THE PROBLEM:
Return the lines from the line with "# test: pointer returns one pin per instance of the english" through the end of the records, repeated exactly.

**** RECORDS PROVIDED ****

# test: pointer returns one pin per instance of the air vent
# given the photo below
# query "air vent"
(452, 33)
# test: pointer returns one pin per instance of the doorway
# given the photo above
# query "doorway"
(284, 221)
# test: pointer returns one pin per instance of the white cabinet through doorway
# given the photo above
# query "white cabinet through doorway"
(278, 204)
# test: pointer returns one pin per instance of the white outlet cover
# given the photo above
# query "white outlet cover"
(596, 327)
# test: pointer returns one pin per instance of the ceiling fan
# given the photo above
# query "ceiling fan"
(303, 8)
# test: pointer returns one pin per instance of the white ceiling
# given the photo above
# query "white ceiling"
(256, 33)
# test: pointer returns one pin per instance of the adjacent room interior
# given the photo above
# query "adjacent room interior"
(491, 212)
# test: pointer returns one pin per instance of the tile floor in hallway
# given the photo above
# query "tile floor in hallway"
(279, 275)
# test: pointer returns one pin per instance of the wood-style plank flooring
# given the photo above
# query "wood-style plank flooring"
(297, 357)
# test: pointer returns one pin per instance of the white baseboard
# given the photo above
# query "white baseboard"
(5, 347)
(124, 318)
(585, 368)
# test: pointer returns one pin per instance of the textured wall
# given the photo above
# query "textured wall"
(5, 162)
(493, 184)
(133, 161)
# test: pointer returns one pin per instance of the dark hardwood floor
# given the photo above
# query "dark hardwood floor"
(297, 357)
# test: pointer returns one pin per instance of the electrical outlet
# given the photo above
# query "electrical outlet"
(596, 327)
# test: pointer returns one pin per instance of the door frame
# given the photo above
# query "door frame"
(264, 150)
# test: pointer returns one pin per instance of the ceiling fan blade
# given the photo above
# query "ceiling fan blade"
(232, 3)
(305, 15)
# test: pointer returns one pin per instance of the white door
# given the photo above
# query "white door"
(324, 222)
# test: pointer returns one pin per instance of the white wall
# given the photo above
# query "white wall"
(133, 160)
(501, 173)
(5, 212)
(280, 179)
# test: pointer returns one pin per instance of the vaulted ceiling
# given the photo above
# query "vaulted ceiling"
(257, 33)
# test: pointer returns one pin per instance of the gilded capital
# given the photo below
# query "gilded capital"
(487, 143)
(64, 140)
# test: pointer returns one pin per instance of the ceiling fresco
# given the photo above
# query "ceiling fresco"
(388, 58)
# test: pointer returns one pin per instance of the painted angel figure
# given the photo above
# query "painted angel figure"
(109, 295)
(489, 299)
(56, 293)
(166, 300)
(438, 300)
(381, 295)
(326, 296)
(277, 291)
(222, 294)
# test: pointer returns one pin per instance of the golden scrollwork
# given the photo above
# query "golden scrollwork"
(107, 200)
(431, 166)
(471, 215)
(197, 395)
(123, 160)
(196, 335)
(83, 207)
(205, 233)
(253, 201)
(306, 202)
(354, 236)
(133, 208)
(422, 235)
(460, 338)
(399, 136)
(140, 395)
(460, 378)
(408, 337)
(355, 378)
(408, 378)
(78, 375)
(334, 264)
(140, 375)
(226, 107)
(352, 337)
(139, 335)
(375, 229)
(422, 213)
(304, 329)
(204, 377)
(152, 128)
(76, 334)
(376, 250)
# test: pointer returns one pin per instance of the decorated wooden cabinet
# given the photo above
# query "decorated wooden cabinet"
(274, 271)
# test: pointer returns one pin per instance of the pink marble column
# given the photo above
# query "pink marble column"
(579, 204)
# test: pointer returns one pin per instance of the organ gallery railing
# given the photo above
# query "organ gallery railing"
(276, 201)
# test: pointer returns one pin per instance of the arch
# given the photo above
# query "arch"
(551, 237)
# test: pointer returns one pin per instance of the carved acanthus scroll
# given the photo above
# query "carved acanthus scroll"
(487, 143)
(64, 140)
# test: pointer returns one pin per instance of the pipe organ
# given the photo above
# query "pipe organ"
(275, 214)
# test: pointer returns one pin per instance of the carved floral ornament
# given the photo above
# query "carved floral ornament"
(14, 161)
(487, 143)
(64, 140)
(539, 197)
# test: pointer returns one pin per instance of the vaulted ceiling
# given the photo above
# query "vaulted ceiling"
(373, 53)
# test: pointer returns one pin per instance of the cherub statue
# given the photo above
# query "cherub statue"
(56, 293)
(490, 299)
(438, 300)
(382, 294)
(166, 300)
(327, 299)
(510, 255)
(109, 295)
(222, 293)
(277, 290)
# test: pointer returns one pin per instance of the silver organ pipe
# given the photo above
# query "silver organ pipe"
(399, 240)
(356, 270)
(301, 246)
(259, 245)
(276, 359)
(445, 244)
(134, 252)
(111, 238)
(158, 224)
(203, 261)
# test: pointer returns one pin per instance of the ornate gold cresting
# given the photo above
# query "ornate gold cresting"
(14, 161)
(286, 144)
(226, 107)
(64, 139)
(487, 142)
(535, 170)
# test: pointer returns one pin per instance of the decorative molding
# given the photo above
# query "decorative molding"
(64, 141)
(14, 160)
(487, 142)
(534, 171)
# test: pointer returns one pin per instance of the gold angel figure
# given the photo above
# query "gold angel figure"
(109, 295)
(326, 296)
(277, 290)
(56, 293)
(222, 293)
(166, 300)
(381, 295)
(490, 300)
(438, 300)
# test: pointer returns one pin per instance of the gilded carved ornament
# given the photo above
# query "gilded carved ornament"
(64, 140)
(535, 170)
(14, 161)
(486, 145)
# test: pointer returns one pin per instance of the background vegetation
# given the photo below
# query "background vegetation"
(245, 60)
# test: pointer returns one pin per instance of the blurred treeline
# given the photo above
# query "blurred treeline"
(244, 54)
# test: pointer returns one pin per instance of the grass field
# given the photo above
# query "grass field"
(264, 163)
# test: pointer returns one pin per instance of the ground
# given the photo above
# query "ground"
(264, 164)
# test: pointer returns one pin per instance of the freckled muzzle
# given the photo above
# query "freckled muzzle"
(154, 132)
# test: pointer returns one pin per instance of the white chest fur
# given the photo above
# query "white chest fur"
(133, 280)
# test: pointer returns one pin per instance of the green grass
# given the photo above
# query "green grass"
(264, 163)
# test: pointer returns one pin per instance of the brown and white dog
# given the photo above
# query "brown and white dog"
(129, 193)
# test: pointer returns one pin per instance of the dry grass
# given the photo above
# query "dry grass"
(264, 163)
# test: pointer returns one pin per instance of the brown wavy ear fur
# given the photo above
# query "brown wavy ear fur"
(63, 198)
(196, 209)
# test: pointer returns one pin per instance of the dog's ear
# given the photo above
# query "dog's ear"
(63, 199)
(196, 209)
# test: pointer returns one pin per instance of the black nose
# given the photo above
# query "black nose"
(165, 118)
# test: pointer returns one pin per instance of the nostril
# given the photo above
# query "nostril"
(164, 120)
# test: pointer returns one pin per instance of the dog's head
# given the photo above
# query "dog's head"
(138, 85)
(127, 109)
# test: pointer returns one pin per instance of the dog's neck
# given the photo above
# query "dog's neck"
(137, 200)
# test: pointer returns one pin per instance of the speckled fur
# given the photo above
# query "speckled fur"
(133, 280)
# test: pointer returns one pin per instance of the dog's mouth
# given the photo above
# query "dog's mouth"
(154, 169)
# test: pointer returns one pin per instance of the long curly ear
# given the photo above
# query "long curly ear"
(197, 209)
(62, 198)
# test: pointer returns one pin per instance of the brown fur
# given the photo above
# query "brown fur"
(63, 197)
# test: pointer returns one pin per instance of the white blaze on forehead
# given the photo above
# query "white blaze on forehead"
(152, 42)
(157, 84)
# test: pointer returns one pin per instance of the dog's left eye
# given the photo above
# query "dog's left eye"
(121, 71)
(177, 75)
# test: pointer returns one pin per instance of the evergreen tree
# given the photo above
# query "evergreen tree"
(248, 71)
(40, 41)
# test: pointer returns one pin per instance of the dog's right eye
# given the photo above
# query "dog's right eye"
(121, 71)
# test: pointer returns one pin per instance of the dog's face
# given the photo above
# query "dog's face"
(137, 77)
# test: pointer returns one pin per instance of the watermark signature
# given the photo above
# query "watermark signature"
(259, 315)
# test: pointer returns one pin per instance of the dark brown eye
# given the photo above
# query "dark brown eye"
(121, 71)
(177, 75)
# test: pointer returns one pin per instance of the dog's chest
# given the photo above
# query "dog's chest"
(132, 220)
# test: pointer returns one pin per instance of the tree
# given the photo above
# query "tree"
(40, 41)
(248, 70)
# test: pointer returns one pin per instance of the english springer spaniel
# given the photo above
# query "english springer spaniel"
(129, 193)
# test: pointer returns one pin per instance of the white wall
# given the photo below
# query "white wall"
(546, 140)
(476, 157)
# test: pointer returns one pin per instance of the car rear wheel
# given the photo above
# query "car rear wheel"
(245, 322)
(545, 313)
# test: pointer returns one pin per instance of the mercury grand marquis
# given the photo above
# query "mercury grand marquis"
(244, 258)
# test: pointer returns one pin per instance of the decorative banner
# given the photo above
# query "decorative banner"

****

TASK OUTPUT:
# test: pointer returns one pin per instance of the english springer spaniel
# given the photo above
# query "english springer spaniel"
(129, 193)
# test: pointer returns one pin per instance of the white wall
# given the photo below
# query "white wall"
(546, 140)
(476, 157)
# test: pointer returns one pin per instance of the car rear wheel
# given the photo above
# query "car rear wheel"
(245, 322)
(545, 313)
# test: pointer returns one pin per instance of the mercury grand marquis
# given the photo above
# query "mercury grand marquis"
(244, 258)
# test: pointer returns one pin per instance of the decorative banner
# given the photo above
# query "decorative banner"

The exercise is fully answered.